Ce qui m’est apparu cependant évident et malheureux était que tout séparait les révoltés si ce n’étaient une commune haine à mon encontre, moi qui pourtant les ai toujours tellement choyés. Lorsque les uns ou les autres ont constaté mon intrusion au milieu de leurs batailles, ils se sont mis à m’insulter et me brocarder. N’en pouvant plus, sous les huées des salades et radis, je me suis précipité sur les sacs de réfrigération, ai pris tout ce beau monde dans mes bras une dernière fois, sans le moindre remord je dois l’admettre, et ai débarrassé ma cuisine de ce ramassis d’ingrats. Je les ai flanqués dans des sachets, plastique en l’occurrence, tant pis pour le recyclage, et ai fourré le tout dans une des valises qui traînaient à proximité. Pourquoi était-elle là, je n’en sais rien, vous l’imaginez bien.
Qu’auriez-vous fait à ma place ?
J’étais un peu perplexe et ne savais que faire. Je me désolais de l’ampleur des dégâts mais une radio dont le fil des paroles est parvenu à mes oreilles ce matin m’a sauvé du désastre. On y parlait en effet de l’inscription de la gastronomie française au patrimoine immatériel de l’humanité. La journée étant fériée, je le rappelle, j’ai pris le premier train pour Paris avec armes et bagages et, sous les huées et quolibets des laitues, radis, endives et tomates, me suis isolé dans un wagon laissé à ma libre disposition par des passagers et personnels interloqués.

━━━

__À faire__. Dans l'extrait ci-dessus, citez tout ce qui va de « Ce qui m’est » jusqu'à « à ma place ? ».

━━━

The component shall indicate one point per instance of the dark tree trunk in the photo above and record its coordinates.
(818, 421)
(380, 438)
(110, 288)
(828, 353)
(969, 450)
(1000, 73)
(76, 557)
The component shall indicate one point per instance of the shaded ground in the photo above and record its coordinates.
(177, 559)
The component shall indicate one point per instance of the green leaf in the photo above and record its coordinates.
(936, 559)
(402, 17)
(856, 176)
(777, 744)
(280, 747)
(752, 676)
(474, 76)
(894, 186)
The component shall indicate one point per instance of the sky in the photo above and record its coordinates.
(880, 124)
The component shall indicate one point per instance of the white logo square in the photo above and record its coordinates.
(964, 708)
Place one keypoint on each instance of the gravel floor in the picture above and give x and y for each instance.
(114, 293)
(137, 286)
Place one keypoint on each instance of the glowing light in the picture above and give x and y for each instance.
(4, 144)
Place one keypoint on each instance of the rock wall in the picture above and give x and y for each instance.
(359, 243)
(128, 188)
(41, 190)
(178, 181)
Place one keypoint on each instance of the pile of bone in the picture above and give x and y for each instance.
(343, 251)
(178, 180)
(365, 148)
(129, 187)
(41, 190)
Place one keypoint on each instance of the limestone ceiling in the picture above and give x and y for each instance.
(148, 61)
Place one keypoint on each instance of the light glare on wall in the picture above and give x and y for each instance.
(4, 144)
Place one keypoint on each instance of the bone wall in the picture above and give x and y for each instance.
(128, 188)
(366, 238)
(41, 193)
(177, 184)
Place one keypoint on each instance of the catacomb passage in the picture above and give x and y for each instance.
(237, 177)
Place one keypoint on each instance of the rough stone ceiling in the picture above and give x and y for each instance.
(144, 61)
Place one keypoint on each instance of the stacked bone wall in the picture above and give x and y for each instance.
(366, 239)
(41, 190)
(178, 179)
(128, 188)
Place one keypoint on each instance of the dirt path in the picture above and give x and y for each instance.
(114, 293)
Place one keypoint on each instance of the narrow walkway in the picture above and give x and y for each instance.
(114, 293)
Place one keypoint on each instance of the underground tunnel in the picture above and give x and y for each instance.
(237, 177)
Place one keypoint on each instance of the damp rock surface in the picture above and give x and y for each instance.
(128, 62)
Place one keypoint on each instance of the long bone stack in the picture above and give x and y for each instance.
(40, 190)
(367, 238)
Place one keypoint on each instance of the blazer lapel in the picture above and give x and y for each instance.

━━━

__Réponse__.
Ce qui m’est apparu cependant évident et malheureux était que tout séparait les révoltés si ce n’étaient une commune haine à mon encontre, moi qui pourtant les ai toujours tellement choyés. Lorsque les uns ou les autres ont constaté mon intrusion au milieu de leurs batailles, ils se sont mis à m’insulter et me brocarder. N’en pouvant plus, sous les huées des salades et radis, je me suis précipité sur les sacs de réfrigération, ai pris tout ce beau monde dans mes bras une dernière fois, sans le moindre remord je dois l’admettre, et ai débarrassé ma cuisine de ce ramassis d’ingrats. Je les ai flanqués dans des sachets, plastique en l’occurrence, tant pis pour le recyclage, et ai fourré le tout dans une des valises qui traînaient à proximité. Pourquoi était-elle là, je n’en sais rien, vous l’imaginez bien.
Qu’auriez-vous fait à ma place ?